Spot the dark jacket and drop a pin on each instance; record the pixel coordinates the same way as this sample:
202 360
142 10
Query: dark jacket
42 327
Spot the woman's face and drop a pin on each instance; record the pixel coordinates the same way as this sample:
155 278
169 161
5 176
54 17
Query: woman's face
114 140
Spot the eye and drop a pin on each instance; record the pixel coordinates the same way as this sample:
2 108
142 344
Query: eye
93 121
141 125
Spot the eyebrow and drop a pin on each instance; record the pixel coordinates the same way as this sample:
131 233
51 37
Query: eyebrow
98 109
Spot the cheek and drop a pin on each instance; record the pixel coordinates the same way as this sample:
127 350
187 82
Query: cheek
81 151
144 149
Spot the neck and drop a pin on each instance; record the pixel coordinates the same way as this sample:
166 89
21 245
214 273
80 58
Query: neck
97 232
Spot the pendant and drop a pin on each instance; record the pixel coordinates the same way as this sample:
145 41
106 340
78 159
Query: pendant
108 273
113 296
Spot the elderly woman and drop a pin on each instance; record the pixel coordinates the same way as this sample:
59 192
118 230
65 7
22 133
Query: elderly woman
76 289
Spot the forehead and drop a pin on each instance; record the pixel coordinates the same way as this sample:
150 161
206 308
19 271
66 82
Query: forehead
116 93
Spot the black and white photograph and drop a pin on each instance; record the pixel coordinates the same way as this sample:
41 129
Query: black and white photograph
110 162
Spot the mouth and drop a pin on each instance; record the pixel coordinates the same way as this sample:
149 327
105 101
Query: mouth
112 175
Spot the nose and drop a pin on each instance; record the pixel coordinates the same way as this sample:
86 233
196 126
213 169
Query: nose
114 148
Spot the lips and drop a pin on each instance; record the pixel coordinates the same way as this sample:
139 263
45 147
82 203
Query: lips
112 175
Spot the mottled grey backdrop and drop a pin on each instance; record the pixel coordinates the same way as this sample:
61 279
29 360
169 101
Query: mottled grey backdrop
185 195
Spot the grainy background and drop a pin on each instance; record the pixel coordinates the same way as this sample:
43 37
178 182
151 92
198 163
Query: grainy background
════
WHAT YOU HAVE TO DO: Reproduce the entries from the line with "Spot the mottled" through the end of the entries, switching "grainy background" to "textured background" and leaving all else unchanged.

SOLVED PROBLEM:
Spot the mottled grey backdrop and drop a pin on each instance; record the pixel coordinates the same way as this sample:
61 279
29 360
169 101
Query: mottled grey backdrop
185 195
Spot the textured background and drop a pin on each instance; record the pixel coordinates the same way as this sample:
43 37
178 182
151 92
198 163
Query: textured background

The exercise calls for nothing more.